## STATED TASK
Please reproduce word for word the entries below, starting with the line that contains "In this exercise you will mark the porch" and going on through the line that contains "<point>292,237</point>". Include both of those lines and nothing else.

----- DATASET ROWS

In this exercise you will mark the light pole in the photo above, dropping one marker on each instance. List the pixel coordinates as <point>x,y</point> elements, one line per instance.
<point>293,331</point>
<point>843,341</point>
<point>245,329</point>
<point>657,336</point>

----------
----- DATASET ROWS

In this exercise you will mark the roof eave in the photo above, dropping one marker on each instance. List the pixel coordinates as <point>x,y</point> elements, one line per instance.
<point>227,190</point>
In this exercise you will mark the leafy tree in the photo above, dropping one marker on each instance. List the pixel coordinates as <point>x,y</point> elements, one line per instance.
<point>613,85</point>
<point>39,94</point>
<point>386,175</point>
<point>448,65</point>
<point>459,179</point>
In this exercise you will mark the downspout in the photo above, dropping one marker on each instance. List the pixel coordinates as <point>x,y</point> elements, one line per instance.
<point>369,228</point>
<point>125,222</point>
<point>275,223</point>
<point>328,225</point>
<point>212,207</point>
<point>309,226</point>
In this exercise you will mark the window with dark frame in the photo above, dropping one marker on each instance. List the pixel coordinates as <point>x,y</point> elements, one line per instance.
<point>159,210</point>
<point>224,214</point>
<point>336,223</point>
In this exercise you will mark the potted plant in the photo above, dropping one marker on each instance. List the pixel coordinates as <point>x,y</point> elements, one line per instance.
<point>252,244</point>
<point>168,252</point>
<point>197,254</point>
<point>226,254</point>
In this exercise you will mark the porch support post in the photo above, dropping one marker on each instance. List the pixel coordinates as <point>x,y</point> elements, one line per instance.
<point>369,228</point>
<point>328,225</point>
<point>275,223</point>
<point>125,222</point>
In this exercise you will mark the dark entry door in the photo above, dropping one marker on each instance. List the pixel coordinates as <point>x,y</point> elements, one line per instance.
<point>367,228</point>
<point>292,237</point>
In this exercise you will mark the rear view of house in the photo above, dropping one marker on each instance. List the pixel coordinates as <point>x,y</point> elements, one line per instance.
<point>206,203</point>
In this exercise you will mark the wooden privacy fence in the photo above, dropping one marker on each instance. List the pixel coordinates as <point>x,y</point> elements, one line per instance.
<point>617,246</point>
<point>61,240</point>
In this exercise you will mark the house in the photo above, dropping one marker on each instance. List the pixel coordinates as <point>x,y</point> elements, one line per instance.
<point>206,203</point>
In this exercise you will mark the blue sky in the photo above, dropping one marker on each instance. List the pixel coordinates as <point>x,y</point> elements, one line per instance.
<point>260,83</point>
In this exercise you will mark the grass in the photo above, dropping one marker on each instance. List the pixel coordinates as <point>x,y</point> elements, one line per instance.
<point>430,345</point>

----------
----- DATASET ROWS

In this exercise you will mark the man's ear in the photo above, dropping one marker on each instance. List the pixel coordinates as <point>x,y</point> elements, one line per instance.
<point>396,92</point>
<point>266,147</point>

----------

## SOLUTION TO THE EXERCISE
In this exercise you will mark the porch support post in the photo above, dropping one marker on each instance. List the pixel coordinates as <point>x,y</point> elements, one line per instance.
<point>369,228</point>
<point>328,225</point>
<point>275,223</point>
<point>125,222</point>
In this exercise you will mark the dark entry door in the photo above, dropping one marker on each instance. List the pixel coordinates as <point>x,y</point> elements, one line per instance.
<point>367,228</point>
<point>292,237</point>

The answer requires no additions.